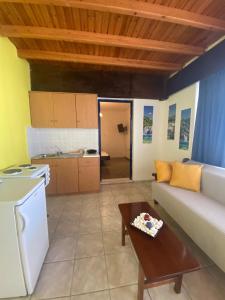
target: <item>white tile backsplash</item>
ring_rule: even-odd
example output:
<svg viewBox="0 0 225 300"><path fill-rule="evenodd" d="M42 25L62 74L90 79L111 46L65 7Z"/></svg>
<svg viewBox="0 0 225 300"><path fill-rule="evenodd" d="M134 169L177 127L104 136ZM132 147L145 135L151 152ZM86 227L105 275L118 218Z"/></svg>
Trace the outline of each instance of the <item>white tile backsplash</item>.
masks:
<svg viewBox="0 0 225 300"><path fill-rule="evenodd" d="M42 153L72 151L80 148L98 150L98 130L80 128L28 128L30 157Z"/></svg>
---
### Work to complete
From the line holding "25L62 74L90 79L111" to the final line of the data, output each line exactly and nothing more.

### Reply
<svg viewBox="0 0 225 300"><path fill-rule="evenodd" d="M42 25L62 74L90 79L111 46L65 7Z"/></svg>
<svg viewBox="0 0 225 300"><path fill-rule="evenodd" d="M134 169L177 127L104 136ZM132 147L145 135L151 152ZM86 227L105 275L118 218Z"/></svg>
Trace the outline of each instance of the <item>white tile backsplash</item>.
masks:
<svg viewBox="0 0 225 300"><path fill-rule="evenodd" d="M42 153L72 151L80 148L98 150L98 130L80 128L28 128L30 157Z"/></svg>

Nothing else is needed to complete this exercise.